▸ PASSAGE GIVEN:
------------------------------------

Betrayal is the act of proving to be untrustworthy to the point that you cannot trust the individual who trusts you. It entails delivering anyone into the hands of the adversary by deception, all in breach of faith. It is a heinous act and it almost always proves deadly to the deceived side. One of the main themes encountered in this novel is betrayal, which is caught in a sequence of crucial incidents. It's impossible to predict betrayal because it usually happens to those who are held too close to us. It is a causal agent to most of the misunderstandings between people as it is the complete opposite of what the affected think of the other parties.
David Mitchell is an exemplary author as he deeply portrays this theme of betrayal, besides other themes, in a very clear way. The instances are easy to pick themes from as they are well elaborated and the author involves the reader in feeling the emotion followed by the theme in the various instances (Callam 560). It is generally a book that would attract a multiple of readers as it encompasses several genres to ensure that each reader is contented. On betrayal, it is evidenced in a number of instances, some which will be discussed in this paper.
The book is based on a region known as Dejima. The chief of Dejima is so corrupt and has wayward ways. His corrupt moves betray Dejima as the chief was appointed in that position to ensure that every detail moves smoothly and also to end corruption. He does the opposite and that poses him as a betrayer of the region. He gets involved in illicit trades and privatizing which negatively affect the region (Childs 190). The officials under the chief are not any better as they also give the chief a hand in their attempts to scavenge on the resources meant for the people. They involve themselves in huge corruption scandals. This is a form of betrayal to the people of Dejima since the officials took an oath of office before being office bearers and they have betrayed their people by not doing what they were supposed to do.
The chief is changed with the hope of better governance and lesser corruption. The incoming chief comes into power together with Jacob de Zoet. He comes in with a lot of vision and does away with corruption at his level best. Due to his integrity and honesty, most officials despise him as he gives them no opportunity to steal as it has always been their routine. The region is then filled with a lot of hungry scavengers who await every single opening so that they can devour what is meant for the public. It is to this effect that Jacob gets a very hard time trying to kill some of these vices in the region. He is affected by betrayal that emanate from all branches of his authority (Faulkner&Owen 12). This is viewed by how Jacob is being let down by his very own close colleagues who are supposed to be helping him ensure that the island is in the best condition.

------------------------------------

▸ MATERIAL SHOWN:
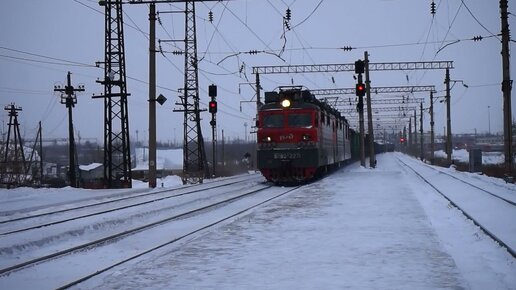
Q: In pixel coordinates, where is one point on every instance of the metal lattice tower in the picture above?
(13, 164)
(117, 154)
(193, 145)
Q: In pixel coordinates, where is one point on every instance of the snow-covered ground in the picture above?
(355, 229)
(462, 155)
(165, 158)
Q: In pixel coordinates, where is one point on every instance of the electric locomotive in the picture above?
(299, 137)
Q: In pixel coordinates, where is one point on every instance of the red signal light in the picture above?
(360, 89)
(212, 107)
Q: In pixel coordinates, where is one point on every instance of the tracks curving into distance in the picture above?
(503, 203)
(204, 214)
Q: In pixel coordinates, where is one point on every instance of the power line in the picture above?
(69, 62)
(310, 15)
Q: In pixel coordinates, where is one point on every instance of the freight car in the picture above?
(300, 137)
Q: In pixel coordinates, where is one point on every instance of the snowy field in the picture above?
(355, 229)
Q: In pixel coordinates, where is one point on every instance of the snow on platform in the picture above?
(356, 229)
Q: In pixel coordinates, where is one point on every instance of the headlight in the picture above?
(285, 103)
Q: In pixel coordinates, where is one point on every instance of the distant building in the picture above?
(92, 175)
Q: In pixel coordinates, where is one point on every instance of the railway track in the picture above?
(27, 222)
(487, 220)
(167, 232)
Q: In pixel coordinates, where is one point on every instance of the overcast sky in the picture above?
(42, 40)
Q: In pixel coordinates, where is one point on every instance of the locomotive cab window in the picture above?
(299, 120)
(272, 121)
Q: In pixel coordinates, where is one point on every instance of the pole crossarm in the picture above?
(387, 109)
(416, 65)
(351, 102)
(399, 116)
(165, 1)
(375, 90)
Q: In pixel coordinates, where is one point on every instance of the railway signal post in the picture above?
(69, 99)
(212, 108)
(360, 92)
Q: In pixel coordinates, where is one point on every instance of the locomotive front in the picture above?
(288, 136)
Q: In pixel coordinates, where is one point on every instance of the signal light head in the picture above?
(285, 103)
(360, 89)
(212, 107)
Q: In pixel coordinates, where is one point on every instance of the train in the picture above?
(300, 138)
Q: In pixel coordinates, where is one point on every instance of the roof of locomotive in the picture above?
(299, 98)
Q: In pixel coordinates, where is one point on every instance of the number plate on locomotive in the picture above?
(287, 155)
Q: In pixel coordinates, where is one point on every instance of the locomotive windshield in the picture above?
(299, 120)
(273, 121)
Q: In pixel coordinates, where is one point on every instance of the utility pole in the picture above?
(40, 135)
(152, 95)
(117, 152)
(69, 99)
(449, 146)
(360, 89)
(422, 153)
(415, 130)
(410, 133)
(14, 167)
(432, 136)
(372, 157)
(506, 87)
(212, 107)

------------------------------------

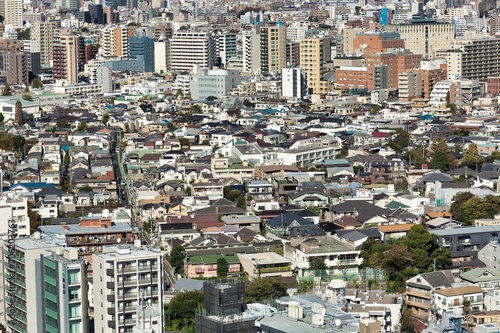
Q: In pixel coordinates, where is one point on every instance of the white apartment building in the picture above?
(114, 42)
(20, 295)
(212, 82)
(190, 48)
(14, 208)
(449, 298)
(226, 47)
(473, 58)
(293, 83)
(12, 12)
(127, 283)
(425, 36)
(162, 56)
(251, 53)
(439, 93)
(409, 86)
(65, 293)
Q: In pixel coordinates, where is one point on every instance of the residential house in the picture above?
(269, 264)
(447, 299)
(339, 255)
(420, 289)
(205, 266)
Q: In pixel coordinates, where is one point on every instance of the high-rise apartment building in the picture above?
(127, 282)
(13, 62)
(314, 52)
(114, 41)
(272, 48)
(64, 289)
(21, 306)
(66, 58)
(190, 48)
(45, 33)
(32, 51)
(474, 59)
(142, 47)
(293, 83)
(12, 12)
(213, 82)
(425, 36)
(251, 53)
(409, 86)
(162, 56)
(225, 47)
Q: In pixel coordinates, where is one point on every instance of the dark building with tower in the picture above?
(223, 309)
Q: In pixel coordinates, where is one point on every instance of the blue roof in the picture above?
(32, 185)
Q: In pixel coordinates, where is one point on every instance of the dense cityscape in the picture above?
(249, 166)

------------------------------------

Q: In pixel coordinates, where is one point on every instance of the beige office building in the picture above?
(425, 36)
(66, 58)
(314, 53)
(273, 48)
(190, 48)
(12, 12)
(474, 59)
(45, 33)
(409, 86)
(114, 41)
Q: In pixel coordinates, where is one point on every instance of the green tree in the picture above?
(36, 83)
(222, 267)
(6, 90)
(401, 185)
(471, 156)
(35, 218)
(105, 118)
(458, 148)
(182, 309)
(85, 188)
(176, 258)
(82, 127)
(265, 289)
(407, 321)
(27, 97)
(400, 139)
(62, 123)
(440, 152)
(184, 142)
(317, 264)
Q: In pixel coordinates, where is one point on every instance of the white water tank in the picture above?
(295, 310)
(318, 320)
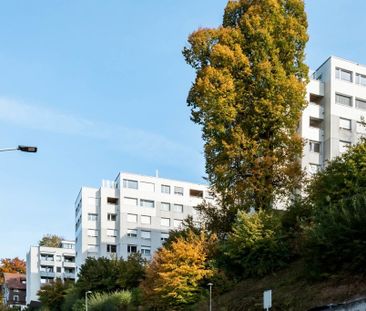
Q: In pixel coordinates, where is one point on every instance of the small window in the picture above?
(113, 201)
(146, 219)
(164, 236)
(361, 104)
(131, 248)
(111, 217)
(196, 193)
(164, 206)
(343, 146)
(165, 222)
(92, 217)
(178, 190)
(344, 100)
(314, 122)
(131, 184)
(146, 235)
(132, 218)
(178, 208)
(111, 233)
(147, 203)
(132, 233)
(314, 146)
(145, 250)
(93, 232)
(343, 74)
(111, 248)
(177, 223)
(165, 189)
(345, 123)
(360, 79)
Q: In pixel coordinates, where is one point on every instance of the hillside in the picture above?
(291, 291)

------------------------------------

▸ TO-DO LIST:
1) Translate this sentence from the essay on betrayal into Spanish: "The chief is changed with the hope of better governance and lesser corruption."
2) Extend the essay on betrayal with one more paragraph that picks up right after its last sentence.

▸ TASK-BY-TASK RESULTS:
1) Se cambia al jefe con la esperanza de un mejor gobierno y menos corrupción.

2)
Jacob gets to his new job with a lot of enthusiasm to work and bring change to the high corruption levels in Dejima. He does this by bring up policies that once effected, would be very effective and would change the island to the advantage of everybody. These wonderful dreams are betrayed by the many obstacles that Jacob faces in his line of duty. The very first obstacle is the woman that Jacob falls in love with. She makes him lose focus on some of the things that he had hoped to achieve. His feelings therefore betray his oath of office and the many promises that he had hoped to achieve.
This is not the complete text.